*Extract provided*
** Start **
2.2 Dewaxing and Sintering

After laser surface texturing of the WC–Co green compacts, dewaxing and sintering were carried at Palbit S.A. according to their specifications. Dewaxing was performed at 600 °C in a hydrogen atmosphere and sintering at 1480 °C in a SinterHIP furnace, under argon atmosphere, at 20 bar.

2.3 316L SS HP processing optimization

In this study, 316L stainless steel powders from LPW Technology Ltd were used. This powder has a spherical shape with a D50 particle size of 28.8 μm, as seen in Fig. 5 a). The X-ray diffraction pattern of the 316L SS powder is shown in Fig. 5 b).

Fig. 5
figure 5

316L SS powder: a) SEM image and b) X-ray diffraction pattern

Once the WC–Co compacts were textured and sintered, it was necessary to perform an optimization of the hot pressing parameters to obtain the best mechanical properties for 316L SS. For this optimization a sintering temperature of 1100 °C, a pressure of 45 MPa and a sintering time of 15 min and 30 min were studied, being these parameters defined considering the study carried out by Bartolomeu et al. [44].

To process the 316L SS specimens by HP, 2.2 g powder was used, thus being obtained specimens with final dimensions of 10 mm diameter and 3.5 mm thickness. The processing was carried out by uniaxial hot pressing, using an induction furnace, assisted by a hydraulic press, and coupled to a primary vacuum pump. HP processing begins with the introduction of the powders in a graphite mould, being then taken to the HP oven where it is heated under vacuum (10–2 mbar), up to 1100 °C. At 1100 °C, the pressure is applied gradually and when the selected temperature is reached, the desired pressure is applied and maintained during the sintering time. After the end of the cycle, heating is suspended, and the specimen is cooled inside the oven in vacuum until it reaches room temperature.

2.4 Multi-material WC–Co/316L SS processing

Multi-material specimens’ production starts with the selection of the best 316L SS HP processing parameters. Before the fabrication by HP, the WC–Co parts (textured and sintered) were ultrasonically cleaned for 30 s in propanol.
** End **
Excerpts from point annotation data
** Start **
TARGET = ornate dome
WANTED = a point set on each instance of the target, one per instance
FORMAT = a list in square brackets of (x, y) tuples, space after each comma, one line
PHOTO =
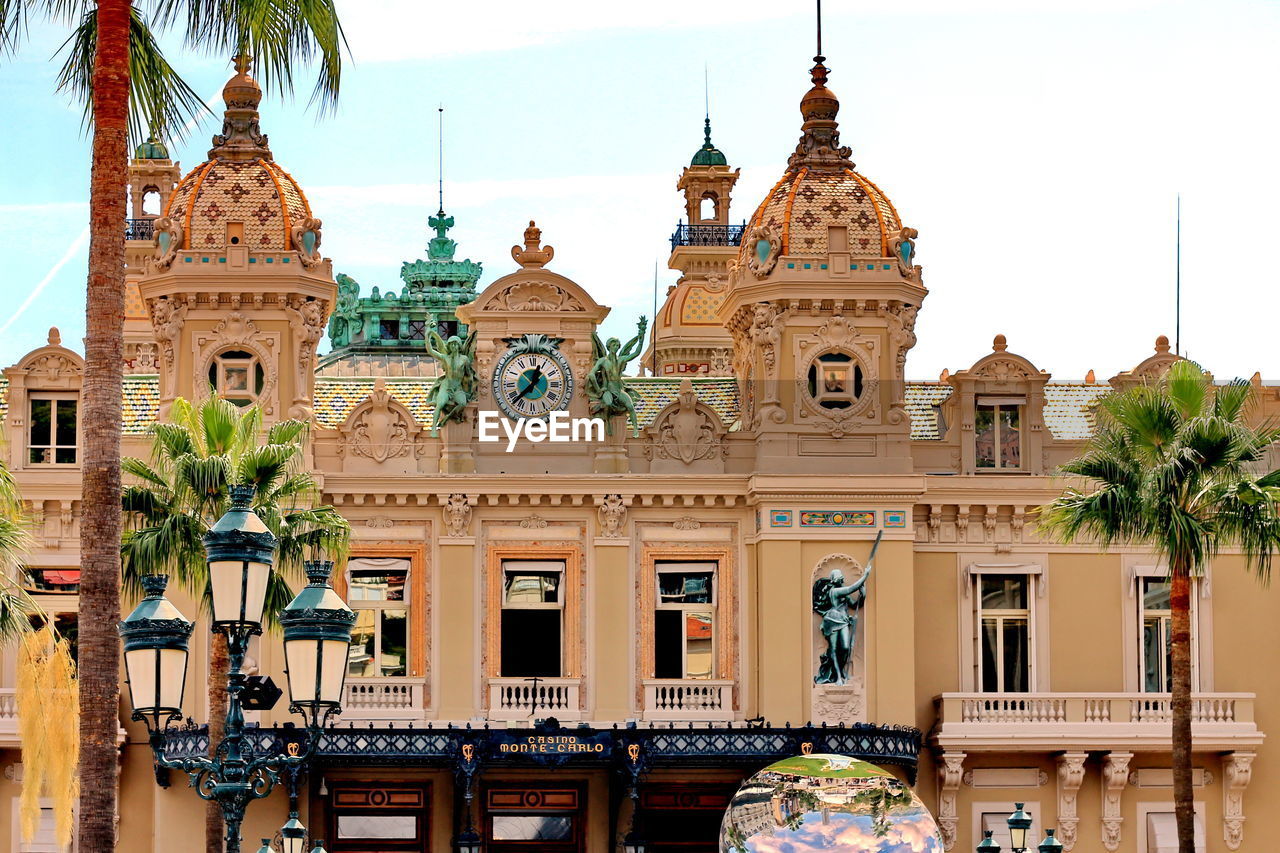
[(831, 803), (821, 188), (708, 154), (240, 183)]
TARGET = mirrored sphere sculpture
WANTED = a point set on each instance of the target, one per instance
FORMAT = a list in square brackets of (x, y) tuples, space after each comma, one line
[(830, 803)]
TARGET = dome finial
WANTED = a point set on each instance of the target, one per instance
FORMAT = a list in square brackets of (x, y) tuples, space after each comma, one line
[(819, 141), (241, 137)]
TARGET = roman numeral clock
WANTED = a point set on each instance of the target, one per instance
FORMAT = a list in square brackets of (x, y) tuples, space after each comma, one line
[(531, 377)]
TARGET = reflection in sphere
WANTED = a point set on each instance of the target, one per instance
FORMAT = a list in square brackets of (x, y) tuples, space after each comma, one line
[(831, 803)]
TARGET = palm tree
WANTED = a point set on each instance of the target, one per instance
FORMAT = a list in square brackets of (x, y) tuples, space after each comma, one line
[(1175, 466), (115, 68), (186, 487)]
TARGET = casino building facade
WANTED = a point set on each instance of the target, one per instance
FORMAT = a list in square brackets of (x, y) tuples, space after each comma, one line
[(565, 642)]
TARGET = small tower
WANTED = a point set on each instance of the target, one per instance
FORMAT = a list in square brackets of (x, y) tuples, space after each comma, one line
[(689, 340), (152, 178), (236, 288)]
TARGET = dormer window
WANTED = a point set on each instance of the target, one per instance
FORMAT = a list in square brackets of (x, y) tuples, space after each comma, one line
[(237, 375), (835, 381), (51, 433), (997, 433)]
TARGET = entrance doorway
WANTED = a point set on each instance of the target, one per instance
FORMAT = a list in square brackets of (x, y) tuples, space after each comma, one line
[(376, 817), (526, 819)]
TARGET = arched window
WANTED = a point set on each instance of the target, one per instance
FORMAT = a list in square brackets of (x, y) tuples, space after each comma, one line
** End **
*Direction A*
Answer these questions from the hot-pressing extract:
(i) At what temperature was dewaxing performed?
(ii) What D50 particle size does the 316L stainless steel powder have?
(iii) For how long were the WC–Co parts ultrasonically cleaned in propanol?
*Direction B*
Write the next part of the hot-pressing extract, starting after its last sentence.
The rows are separate material, unrelated to the hot-pressing extract.

*Task response A*
(i) 600 °C
(ii) 28.8 μm
(iii) 30 s

*Task response B*
The amount of 316L SS powder used at this stage was the same that was used in the 316L SS processing optimization stage. Firstly, the WC–Co part (textured and sintered) is introduced into a graphite mould and then the 316L SS powder is introduced on top of the WC–Co part. For comparison purposes, untextured and sintered WC–Co parts were also bonded to 316L SS (control specimens). Figure 6 shows a schematic representation of the arrangement of the two materials inside the graphite mould.

Fig. 6
figure 6

Schematic representation of the arrangement of the two materials inside the graphite mould

After the bonding process, it is necessary to carry out a surface preparation, which aims to remove the excess of steel, so that the multi-material bonding interface is perfectly visible for its characterization. This preparation consists of grinding with 180 and 320 mesh polishing sandpapers. Finally, the specimens were ultrasonically cleaned for 30 s in propanol. After this process, the multi-material specimen had a cylindrical shape with a 10 mm diameter and 6.7 mm thickness.

2.5 Topographical and crystallographic characterization

Scanning electron microscopy (SEM) was used to evaluate the microstructure and topography of the textured cross-hatched and circular micropatterns, and the fracture surface of the multi-material specimens after shear tests. For this characterization, the equipment JEOL JSM-6010L was used, to which an energy dispersion spectroscopy (EDS) equipment is attached.

After laser surface texturing and sintering, to evaluate the topography and dimensions of the textures, 3D optical profilometry was performed. This analysis was performed on a Sensofar S-neox profilometer, according to the ISO 25178 (2012) standard, coupled to a SensoSCAN software. For depth measurement, six measurements were performed on each specimen.

To evaluate the influence of the laser on the textured WC–Co green compacts, namely regarding the formation of new compounds, XRD analyses were performed on the specimens that suffered the highest laser interaction. Furthermore, after the shear tests, XRD analyses were also performed to assess the presence of compounds resulting from the diffusion between 316L SS and WC–Co on the fracture surfaces of the multi-material. For this analysis, a Bruker D8 Discover diffractometer was used with Cu-kα radiation (λ = 1.5418 Å) in θ/2θ mode, range 20° to 90°, step of 0.05° and an integration time of 1 s.

2.6 Hardness measurements and shear tests

To determine the best processing parameters for 316L SS, Vickers macro hardness tests were executed, with six indentations performed for each condition, by applying 30 kgf for 20 s. These tests were performed on an Officine Galileo D200 hardness tester.

Shear tests were carried out on 316L SS specimens to assess the best processing condition to achieve the higher mechanical strength for this material and to verify the shear bond strength of the multi-material, being performed at room temperature on INSTRO874 MA equipment under a crosshead speed of 0.002 mm/s. For 316L SS shear tests, two specimens were tested for each sintering time and for multi-material shear tests four specimens were tested for each micropattern experiment. The shear tests on the 316L SS specimens were performed in a custom-made stainless steel apparatus similar to that described by Miranda et al. [45]. As shown in Fig. 7 a), this device essentially consists of a sliding part equipped with a cutting tool. On the sliding part, a downward force is applied to the upper part until fracture of the specimen due to shear loading.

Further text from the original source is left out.